**Written request**
Gather every line in the data below that contains the string "instance", and copy each of those lines unchanged.

**Entries shown**
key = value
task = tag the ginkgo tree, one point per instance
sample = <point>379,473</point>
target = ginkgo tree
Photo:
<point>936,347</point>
* * *
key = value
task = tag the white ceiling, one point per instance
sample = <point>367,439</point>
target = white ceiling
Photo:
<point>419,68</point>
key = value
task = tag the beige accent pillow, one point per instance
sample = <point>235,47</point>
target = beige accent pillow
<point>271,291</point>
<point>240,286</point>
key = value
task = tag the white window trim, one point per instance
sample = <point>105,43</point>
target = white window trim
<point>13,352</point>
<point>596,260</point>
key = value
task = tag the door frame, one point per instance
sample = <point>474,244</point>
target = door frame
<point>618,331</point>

**Worked solution**
task = tag the ginkgo tree, one point per instance
task = tag the white ceiling, one point per instance
task = tag the beige accent pillow, one point per instance
task = tag the white window trim, one point per instance
task = tag the door frame, one point per instance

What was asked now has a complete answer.